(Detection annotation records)
******************************
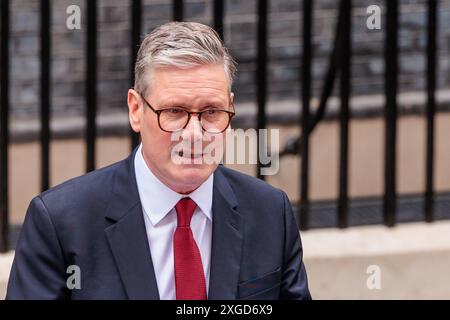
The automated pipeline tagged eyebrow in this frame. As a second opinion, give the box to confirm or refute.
[159,102,228,110]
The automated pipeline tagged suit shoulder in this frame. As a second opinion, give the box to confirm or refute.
[38,160,126,209]
[215,165,284,197]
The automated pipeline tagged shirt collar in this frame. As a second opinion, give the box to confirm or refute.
[134,144,214,226]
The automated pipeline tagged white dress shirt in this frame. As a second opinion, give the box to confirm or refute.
[134,144,214,300]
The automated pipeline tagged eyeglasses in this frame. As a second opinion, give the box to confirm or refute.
[139,94,235,133]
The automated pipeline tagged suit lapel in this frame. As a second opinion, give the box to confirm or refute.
[105,149,159,300]
[208,166,243,300]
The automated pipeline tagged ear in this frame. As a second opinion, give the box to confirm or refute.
[127,89,142,132]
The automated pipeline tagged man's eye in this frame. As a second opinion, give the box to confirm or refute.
[167,108,183,114]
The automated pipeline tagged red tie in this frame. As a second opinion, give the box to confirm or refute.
[173,198,206,300]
******************************
* _Exercise_
Write out every line of the items above again, requests included, and change each bounding box coordinate in the answers by -102. Leave the pictures out.

* _Solution to this exercise_
The automated pipeline tagged eyebrow in this frame. As a second opinion, give the box to confirm or refute.
[57,0,126,8]
The automated pipeline tagged suit shoulder in this frame. As a second opinion, give the box to confirm or refute.
[-64,58,24,107]
[113,63,182,95]
The automated pipeline tagged shirt collar in this frame. As a second opinion, give the box to confirm or refute.
[32,42,112,124]
The automated pipeline tagged white dress shirt in this frame. As a second opinion, give the box to confirm or refute.
[32,42,112,198]
The automated pipeline tagged eyeglasses in this frame. As a second opinion, give the box to confirm or refute.
[37,-8,133,31]
The automated pipeline tagged suit lapel in this frame. As a second opinion, give the box to confirm or refute.
[3,47,57,198]
[106,64,141,198]
The automated pipeline tagged ear in this frame. As a second opinion, give the box to confirm or refute.
[25,-13,40,30]
The automated pipeline tagged man's eye in this frame. As a second opinion, give the box to confirm or refute.
[65,6,81,12]
The automated pipeline tagged red tie in this frame. As a second opinion, give the box to confirm or refute.
[71,96,104,198]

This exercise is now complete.